Sasaran Tugas:
1. Sebutkan semua tanggal dalam petikan bacaan yang ditulis dengan nama bulan.
2. Menurut petikan bacaan, berapa jumlah dosen yang kini cukup untuk satu program studi?
3. Kutiplah bagian petikan bacaan, dimulai dari "Mahriyuni menjelaskan, berdasarkan" dan berlanjut hingga "perubahan beberapa pasal.".

═══ Petikan Bacaan

Medan (pewarta.co) – Kementerian Riset, Teknologi dan Pendidikan Tinggi (Kemenristekdikti) melalui Lembaga Layanan Pendidikan Tinggi (LLDikti) Wilayah I Sumut mengingatkan program studi (prodi) yang tidak terakreditasi atau yang sudah kadaluarsa untuk menyelesaikan kewajibannya dengan menggunakan instrumen lama sampai batas 31 Maret 2019. Pasalnya, jika 1 April 2019 sudah harus menggunakan instrumen baru Permenristekdikti.
“Jadi, untuk perguruan tinggi sudah diberlakukan sejak 1 Oktober 2018. Kewajiban-kewajiban itu harus sudah dipenuhi enam bulan sebelum masa kadaluarsa. Termasuk ketika menerima SK untuk pembukaan izin prodi maupun izin perguruan tinggi.
Dua tahun setelah dapatkan SK harus sudah mengajukan akreditasi,” tutur Sekretaris Pelaksana LLDikti Wilayah I Sumut Dr Mahriyuni M.Hum, Minggu (30/12/2018).
Mahriyuni menjelaskan, berdasarkan Peraturan Menteri Ristek dan Dikti (Permenristekdikti) No 51 Tahun 2018 tentang Pendirian, Perubahan, Pembubaran Perguruan Tinggi Negeri, dan Pendirian, Perubahan dan Pencabutan Izin Perguruan Tinggi Swasta pengganti Permenristekdikti No 100 Tahun 2016, ada perubahan beberapa pasal.
Disebutkannya, perubahan itu antara lain terkait dengan jumlah dosen. Dulu, enam dosen per program studi. Sekarang cukup lima dosen, terdiri dari tiga dosen tetap, dua dosen tak tetap. Sedangkan untuk membuka universitas cukup lima prodi saja, meliputi tiga eksakta dan dua ilmu sosial.
“Kalau institut dulu diperlukan enam prodi. Sekarang dengan instrumen yang baru cukup tiga prodi saja. Yang penting linier atau satu rumpun,” jelasnya.

══════
═══ Data Tersimpan

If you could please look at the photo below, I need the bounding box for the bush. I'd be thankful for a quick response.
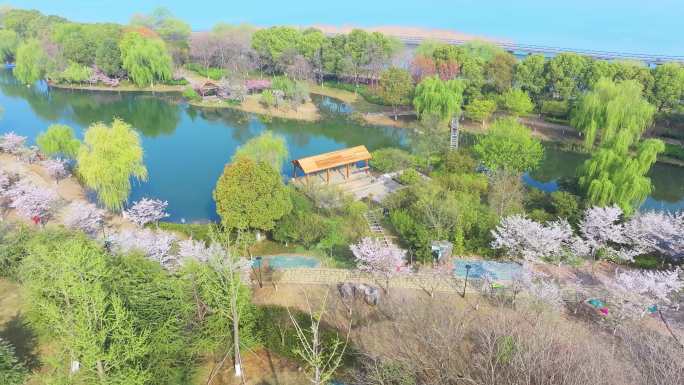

══════
═══ Data Tersimpan

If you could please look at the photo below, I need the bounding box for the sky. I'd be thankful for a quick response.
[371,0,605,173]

══════

Kumpulan Jawaban:
1. 31 Maret 2019, 1 April 2019, 1 Oktober 2018

2. Lima dosen, terdiri dari tiga dosen tetap dan dua dosen tak tetap.

3.
Mahriyuni menjelaskan, berdasarkan Peraturan Menteri Ristek dan Dikti (Permenristekdikti) No 51 Tahun 2018 tentang Pendirian, Perubahan, Pembubaran Perguruan Tinggi Negeri, dan Pendirian, Perubahan dan Pencabutan Izin Perguruan Tinggi Swasta pengganti Permenristekdikti No 100 Tahun 2016, ada perubahan beberapa pasal.